# DIY Curl tail cutter,



## captken (Feb 24, 2008)

Silicone "C" tails for flies are ridiculously expensive (at least to me.) Additionally, they are quickly destroyed by pecker fish. Mangrove Snapper and Pinfish are the worst culprits. I decided to make a cutting guide and DIY the tails. I'll cut them with a surgeons' scalpel. 

These first 2 are made out of Chamois leather. Here is the cutting guide I made. I made the cutting guide out of a sandwich spreader. I used cutting wheels in my Dremel tool to do the cutting. I used a couple of files to clean it up.

Next few tails will be cut out of .002 Mylar then I'l cut some out of Lame'. I'll use a wood burning tool to cut the tails from Lame'. You have to seal the cuts in Lame' or it will unravel. 

These tails will really swim and Chamois swims at the absolute slowest speed. I'll tie a fly with one of them and post it tonight.


----------



## captken (Feb 24, 2008)

*Here are a couple of Curl tail flies*

The second one is about as simple as it gets. These flies come alive at the slowest motion. Put one out behind your yak and drift. You will get bit. I tested them in my back yard pond and they are beautiful. I may give them a test on fish this Friday.


----------



## captken (Feb 24, 2008)

*More made of Ultra suede.*

I found some scraps of brown Ultra suede and cut these tails out of it. They really wiggle and swim with the hook point up. I went to Jo-Ann's Fabric this morning and bought some white Ultra Suede. I bought a piece 1 foot x 5 foot. Cost was about 3 bucks with a 50% discount. That will make more tails than I will use in a mighty long time.

Sorry for the blurred photo. I painted the heads with a flexible fingernail polish. This keeps the fly stiff at the head to keep it from fouling around the hook. I rigged these to swim with the hook point up so they will not get hung as easily as with the point down. I always rig a C-tail with the curved end UP. 

Ultra Suede accepts paint real well. The painted area holds eyes really well if you over coat the eyes with clear nail polish. Sharpies will color the material easily as will fabric marking pens. I'll get Sharon to color one so it will come alive.

You have to see the action to appreciate these flies.


----------

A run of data
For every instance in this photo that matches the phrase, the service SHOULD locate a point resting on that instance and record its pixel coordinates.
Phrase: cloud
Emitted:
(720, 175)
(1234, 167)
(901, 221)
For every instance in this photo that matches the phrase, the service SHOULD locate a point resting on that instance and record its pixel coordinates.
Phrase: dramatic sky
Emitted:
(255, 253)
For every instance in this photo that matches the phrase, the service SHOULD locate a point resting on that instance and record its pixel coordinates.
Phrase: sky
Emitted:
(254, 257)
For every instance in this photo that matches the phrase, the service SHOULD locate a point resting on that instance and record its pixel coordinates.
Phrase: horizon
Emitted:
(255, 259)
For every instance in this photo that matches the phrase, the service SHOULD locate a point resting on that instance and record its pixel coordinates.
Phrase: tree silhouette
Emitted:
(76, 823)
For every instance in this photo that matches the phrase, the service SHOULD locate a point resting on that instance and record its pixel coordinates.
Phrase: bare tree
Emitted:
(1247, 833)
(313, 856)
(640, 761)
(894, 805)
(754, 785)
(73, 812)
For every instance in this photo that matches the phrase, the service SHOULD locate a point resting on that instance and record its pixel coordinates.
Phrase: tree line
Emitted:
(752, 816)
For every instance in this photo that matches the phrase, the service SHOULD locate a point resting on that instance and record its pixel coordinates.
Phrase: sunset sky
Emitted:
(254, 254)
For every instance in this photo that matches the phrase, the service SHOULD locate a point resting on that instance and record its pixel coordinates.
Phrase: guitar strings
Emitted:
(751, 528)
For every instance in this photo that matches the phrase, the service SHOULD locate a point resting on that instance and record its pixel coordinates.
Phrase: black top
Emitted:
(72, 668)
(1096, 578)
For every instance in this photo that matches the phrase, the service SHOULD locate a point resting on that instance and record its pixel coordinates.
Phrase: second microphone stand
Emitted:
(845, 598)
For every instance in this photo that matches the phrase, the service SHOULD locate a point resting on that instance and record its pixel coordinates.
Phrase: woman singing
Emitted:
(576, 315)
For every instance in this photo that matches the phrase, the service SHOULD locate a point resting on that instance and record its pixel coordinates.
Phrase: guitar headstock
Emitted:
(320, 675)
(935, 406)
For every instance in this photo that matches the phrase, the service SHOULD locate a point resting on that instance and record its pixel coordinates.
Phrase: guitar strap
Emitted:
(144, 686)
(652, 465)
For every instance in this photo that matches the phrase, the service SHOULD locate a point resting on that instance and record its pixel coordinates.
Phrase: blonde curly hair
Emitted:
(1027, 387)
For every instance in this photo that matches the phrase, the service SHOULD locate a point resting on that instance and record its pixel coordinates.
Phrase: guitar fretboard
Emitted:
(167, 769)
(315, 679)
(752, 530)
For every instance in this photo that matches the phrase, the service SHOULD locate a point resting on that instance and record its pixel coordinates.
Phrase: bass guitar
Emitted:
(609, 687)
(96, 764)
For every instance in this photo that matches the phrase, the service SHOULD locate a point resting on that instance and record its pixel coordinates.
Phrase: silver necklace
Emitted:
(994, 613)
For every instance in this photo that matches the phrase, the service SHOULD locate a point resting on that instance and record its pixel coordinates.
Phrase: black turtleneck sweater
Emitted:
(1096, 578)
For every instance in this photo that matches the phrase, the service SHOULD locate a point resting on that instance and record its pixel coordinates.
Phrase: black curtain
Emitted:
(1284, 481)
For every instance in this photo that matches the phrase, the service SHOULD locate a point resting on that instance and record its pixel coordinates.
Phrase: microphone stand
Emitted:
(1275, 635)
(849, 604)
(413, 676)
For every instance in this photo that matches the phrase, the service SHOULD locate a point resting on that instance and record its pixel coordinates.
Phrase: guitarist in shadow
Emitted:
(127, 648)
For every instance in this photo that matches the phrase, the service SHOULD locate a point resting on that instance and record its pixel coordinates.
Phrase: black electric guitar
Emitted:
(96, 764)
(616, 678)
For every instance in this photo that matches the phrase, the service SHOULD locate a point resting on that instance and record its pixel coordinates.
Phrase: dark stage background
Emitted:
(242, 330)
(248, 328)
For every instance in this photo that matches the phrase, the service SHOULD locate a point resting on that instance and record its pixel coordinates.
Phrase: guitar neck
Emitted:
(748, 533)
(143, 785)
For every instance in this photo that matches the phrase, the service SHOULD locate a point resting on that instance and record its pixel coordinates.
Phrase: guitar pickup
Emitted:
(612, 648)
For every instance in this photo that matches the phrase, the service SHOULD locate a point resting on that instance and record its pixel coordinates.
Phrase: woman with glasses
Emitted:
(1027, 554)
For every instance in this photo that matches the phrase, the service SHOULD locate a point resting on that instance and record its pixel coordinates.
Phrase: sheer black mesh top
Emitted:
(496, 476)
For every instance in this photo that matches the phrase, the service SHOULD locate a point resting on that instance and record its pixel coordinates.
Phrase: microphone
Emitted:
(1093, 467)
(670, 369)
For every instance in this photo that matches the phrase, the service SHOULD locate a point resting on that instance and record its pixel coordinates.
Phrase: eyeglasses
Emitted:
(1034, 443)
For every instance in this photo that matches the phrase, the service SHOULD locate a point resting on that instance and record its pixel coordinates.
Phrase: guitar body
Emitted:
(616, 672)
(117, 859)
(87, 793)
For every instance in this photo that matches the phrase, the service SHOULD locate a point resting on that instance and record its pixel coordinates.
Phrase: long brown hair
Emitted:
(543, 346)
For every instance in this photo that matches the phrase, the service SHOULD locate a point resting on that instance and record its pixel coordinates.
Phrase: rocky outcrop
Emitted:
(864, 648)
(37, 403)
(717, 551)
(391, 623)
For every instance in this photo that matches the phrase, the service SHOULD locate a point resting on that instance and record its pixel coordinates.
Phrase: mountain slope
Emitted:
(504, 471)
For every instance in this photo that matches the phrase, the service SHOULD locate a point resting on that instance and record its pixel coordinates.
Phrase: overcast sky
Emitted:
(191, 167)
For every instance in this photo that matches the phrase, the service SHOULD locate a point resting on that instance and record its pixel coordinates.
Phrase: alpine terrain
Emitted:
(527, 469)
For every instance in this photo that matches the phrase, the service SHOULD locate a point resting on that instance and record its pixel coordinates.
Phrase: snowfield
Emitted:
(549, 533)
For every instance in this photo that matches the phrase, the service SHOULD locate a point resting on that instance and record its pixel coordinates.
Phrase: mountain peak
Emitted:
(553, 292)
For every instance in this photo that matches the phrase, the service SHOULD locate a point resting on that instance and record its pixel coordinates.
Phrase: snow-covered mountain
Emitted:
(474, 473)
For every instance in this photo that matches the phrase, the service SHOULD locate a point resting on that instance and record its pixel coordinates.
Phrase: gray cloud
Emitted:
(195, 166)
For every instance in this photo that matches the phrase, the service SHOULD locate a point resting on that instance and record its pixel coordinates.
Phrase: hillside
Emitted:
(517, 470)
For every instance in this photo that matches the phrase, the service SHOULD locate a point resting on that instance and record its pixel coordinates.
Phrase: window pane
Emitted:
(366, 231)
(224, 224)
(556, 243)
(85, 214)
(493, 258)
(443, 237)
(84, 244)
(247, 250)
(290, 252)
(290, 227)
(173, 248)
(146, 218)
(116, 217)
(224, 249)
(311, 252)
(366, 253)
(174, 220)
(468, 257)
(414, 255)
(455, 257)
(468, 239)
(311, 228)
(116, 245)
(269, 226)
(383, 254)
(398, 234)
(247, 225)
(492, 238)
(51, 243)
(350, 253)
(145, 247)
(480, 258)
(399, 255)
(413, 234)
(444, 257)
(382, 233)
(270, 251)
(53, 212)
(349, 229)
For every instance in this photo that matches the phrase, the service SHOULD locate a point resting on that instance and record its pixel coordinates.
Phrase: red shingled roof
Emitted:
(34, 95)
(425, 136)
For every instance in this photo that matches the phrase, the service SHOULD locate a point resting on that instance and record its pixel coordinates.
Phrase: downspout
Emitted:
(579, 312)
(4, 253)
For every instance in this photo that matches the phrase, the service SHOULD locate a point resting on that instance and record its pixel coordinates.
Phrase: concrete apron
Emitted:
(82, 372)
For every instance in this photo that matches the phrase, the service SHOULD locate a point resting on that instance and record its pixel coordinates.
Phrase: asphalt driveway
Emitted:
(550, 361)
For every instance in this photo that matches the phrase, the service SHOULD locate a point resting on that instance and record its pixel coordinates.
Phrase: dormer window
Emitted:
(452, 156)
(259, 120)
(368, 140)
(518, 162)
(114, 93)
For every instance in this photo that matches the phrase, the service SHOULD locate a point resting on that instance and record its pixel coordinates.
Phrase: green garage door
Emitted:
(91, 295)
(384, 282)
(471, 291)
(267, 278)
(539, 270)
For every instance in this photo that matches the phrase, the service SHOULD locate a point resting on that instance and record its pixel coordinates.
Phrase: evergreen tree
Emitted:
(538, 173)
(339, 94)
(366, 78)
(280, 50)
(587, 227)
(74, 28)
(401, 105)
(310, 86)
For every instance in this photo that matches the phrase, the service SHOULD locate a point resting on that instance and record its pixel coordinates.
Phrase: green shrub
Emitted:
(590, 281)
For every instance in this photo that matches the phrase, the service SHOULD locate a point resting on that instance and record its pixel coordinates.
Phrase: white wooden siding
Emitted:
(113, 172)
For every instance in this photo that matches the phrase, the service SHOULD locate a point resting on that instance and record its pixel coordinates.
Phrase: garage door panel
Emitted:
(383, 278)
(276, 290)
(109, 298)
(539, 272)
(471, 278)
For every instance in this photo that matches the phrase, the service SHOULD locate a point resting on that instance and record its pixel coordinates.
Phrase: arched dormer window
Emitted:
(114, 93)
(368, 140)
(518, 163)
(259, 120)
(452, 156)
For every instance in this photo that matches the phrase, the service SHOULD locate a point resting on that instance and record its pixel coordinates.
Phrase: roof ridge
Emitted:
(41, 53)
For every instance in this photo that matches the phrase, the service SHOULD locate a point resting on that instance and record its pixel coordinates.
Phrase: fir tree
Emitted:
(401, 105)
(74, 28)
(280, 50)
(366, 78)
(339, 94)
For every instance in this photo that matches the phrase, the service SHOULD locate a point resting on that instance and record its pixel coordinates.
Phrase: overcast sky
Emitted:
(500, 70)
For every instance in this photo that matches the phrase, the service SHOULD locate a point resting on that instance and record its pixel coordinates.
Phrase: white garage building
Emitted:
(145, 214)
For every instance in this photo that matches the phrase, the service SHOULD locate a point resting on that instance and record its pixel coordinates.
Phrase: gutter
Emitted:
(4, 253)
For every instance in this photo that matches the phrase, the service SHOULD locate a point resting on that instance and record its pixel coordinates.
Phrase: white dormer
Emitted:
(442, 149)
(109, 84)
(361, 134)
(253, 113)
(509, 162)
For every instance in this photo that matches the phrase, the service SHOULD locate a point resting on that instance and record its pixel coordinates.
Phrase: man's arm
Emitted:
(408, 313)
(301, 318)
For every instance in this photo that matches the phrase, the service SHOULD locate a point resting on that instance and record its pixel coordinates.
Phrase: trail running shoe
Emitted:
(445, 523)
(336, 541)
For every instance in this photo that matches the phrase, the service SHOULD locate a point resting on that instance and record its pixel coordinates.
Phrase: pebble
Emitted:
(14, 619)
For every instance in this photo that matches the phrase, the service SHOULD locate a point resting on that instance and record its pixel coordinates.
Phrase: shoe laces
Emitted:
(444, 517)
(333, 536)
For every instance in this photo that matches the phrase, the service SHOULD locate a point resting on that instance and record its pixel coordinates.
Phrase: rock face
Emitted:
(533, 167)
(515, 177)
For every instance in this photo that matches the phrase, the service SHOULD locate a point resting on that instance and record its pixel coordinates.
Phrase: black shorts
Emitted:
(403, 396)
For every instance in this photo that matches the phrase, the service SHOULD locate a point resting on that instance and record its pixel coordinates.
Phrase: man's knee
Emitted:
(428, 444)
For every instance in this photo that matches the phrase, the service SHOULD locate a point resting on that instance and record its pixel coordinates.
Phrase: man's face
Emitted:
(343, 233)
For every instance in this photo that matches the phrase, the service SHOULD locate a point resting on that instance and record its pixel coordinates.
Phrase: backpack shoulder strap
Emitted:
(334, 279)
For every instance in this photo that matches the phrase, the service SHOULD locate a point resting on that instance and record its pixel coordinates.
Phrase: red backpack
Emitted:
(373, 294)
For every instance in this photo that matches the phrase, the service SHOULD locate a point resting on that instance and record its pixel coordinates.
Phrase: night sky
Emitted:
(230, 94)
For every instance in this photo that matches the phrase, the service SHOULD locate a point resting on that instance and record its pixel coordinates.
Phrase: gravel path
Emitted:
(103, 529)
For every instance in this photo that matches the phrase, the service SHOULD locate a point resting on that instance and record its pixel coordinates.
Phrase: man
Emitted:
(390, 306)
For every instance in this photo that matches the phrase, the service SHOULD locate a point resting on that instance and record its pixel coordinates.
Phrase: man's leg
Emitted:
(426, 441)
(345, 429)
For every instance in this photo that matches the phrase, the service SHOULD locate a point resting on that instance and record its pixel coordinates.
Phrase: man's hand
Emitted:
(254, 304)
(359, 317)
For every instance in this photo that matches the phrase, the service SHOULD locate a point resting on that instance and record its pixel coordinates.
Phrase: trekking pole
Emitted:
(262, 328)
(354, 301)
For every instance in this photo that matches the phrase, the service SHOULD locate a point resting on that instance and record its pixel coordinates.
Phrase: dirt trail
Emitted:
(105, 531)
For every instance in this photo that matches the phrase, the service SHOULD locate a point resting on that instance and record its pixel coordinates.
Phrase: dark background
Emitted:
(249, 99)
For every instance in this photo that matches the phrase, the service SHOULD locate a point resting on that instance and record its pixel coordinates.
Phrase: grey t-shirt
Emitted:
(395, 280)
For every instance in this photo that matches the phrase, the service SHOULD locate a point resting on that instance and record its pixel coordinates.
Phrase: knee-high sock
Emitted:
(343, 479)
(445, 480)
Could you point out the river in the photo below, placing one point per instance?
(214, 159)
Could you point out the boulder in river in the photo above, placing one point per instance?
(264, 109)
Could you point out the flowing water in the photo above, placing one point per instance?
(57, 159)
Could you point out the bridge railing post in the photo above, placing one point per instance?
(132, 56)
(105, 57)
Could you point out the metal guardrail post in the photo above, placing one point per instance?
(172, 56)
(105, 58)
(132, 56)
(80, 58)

● **TASK LIST**
[a] From the curl tail thread, list every material the poster cuts tails from or plans to cut them from.
[b] In the curl tail thread, retype everything from "Next few tails" down to "it will unravel.".

● **SOLUTIONS TO THE TASKS**
[a]
- Chamois leather
- .002 Mylar
- Lame'
- Ultra suede

[b]
Next few tails will be cut out of .002 Mylar then I'l cut some out of Lame'. I'll use a wood burning tool to cut the tails from Lame'. You have to seal the cuts in Lame' or it will unravel.